Activity:
Answer these questions about the task page below on a read-only swift identity for backups, one answer per line, numbered to match.
1. What risk does the page give for reusing mediawiki credentials for backup taking?
2. On which containers does the account currently have privileges?
3. Through what will changes on wikis be monitored?

Page MenuHomePhabricator

Create a read-only swift identity for backup taking
Closed, ResolvedPublic

Description

Tools created to communicate with swift work well using mediawiki credentials. However, it is dangerous to reuse mw credenctials for backup taking, as a bug on the software could lead to data loss.

Ideally we would use:

  • An account with the same "read" (download, list, stat) privileges on the mediawiki containers
  • Doesn't have any write/drop/upload privileges on existing containers
  • Cannot create new containers
  • As of now, it only has privileges on originals (current, old and deleted) containers

For now, it doesn't need to be automatically updated by mediawiki new wiki process- we will monitor changes on wikis through alerts & the data persistence tickets and create a process to add new wikis to backup.

Event Timeline

^@fgiunchedi this is the task I told you about (pinging on comment because sometimes notifications cannot be seen on creation).

Collected data:

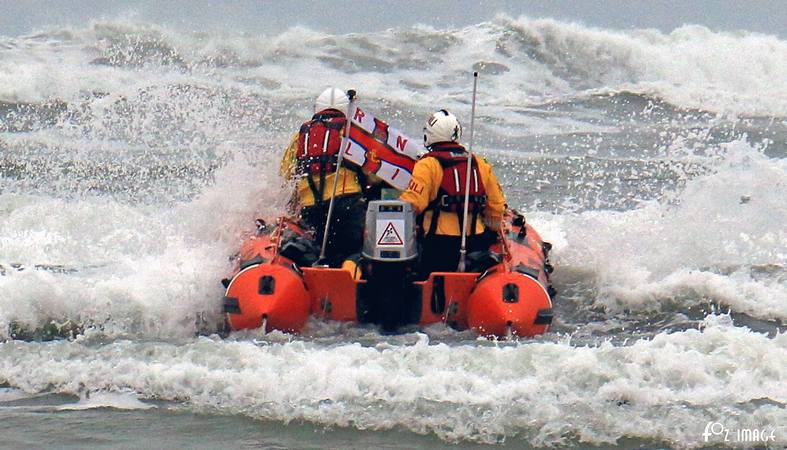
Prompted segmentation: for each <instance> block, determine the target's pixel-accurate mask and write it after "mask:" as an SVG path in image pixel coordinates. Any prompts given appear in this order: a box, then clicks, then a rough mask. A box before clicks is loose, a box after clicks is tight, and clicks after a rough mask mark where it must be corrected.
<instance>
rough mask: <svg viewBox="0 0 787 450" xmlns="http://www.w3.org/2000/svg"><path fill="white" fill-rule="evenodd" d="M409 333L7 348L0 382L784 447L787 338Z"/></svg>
mask: <svg viewBox="0 0 787 450" xmlns="http://www.w3.org/2000/svg"><path fill="white" fill-rule="evenodd" d="M418 337H419V339H418V340H417V342H416V343H415V344H414V345H386V344H383V345H378V346H376V347H364V346H361V345H359V344H338V345H332V346H327V347H326V346H321V345H315V344H310V343H307V342H303V341H293V342H284V343H269V344H265V343H262V345H254V344H253V343H250V342H244V341H236V342H233V341H218V340H212V339H199V340H196V341H193V342H190V343H185V344H176V345H171V344H163V343H145V342H130V341H119V342H116V343H113V344H109V345H106V346H101V347H98V348H96V347H91V346H88V345H79V344H75V343H67V342H62V343H50V344H38V343H15V344H5V345H3V346H0V356H2V357H0V380H6V381H7V382H9V383H11V384H13V385H15V386H20V387H21V388H23V389H25V390H26V391H31V392H36V391H41V390H44V389H49V390H53V391H55V392H64V393H73V392H78V391H79V390H80V389H84V388H87V389H89V390H99V391H108V392H118V391H121V392H123V391H127V390H131V391H133V392H135V393H137V395H139V396H140V397H141V398H143V399H144V398H154V397H155V398H157V399H163V400H173V401H185V402H186V403H187V404H189V405H191V406H192V407H194V408H196V409H198V410H205V411H221V412H225V413H231V414H243V415H247V416H250V417H254V418H260V419H273V420H282V421H285V422H287V421H291V420H308V421H312V422H314V423H317V424H322V425H325V426H352V427H356V428H360V429H371V430H385V429H391V428H394V427H402V428H405V429H408V430H411V431H414V432H416V433H435V434H437V435H438V436H439V437H441V438H442V439H445V440H448V441H457V440H471V441H477V442H488V443H491V442H499V440H501V439H504V438H508V439H511V438H512V437H514V436H516V437H515V438H514V439H522V440H524V441H526V442H528V443H530V444H533V445H552V444H556V443H561V442H562V443H566V442H571V441H579V442H582V443H584V444H605V443H614V442H615V441H616V440H618V439H620V438H623V437H629V438H639V439H646V440H652V441H663V442H668V443H670V445H674V446H678V447H695V446H700V445H702V437H701V434H702V432H703V428H704V426H705V424H706V423H707V422H708V421H709V420H716V421H720V422H724V424H725V425H726V426H727V427H729V428H736V427H740V428H744V427H753V426H756V427H758V428H759V427H770V428H775V429H776V436H777V438H778V441H777V444H784V443H785V442H787V434H785V432H787V429H785V426H784V424H785V423H786V422H785V421H786V420H787V415H785V414H786V413H785V409H784V405H785V404H786V403H787V366H785V365H784V361H785V359H786V358H787V353H785V348H787V345H785V344H787V341H785V339H786V338H787V335H785V334H784V333H781V334H778V335H777V336H775V337H774V338H768V337H767V336H765V335H762V334H758V333H753V332H751V331H748V330H746V329H743V328H736V327H733V326H732V325H731V323H730V321H729V318H728V317H726V316H710V317H709V318H708V319H706V321H705V323H704V327H703V328H702V329H701V330H688V331H683V332H678V333H672V334H661V335H658V336H656V337H654V338H653V339H652V340H641V341H638V342H636V343H634V344H633V345H630V346H626V347H618V346H613V345H611V344H602V345H600V346H598V347H573V346H570V345H569V344H568V342H558V343H543V342H542V343H520V344H517V345H504V346H478V345H460V346H451V347H448V346H446V345H445V344H433V343H429V340H428V338H426V336H424V335H419V336H418ZM92 397H93V396H91V398H92ZM99 403H100V404H104V403H106V402H99ZM135 404H136V401H135Z"/></svg>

Exercise output:
1. A bug in the software could lead to data loss.
2. The originals containers (current, old and deleted).
3. Through alerts and the data persistence tickets.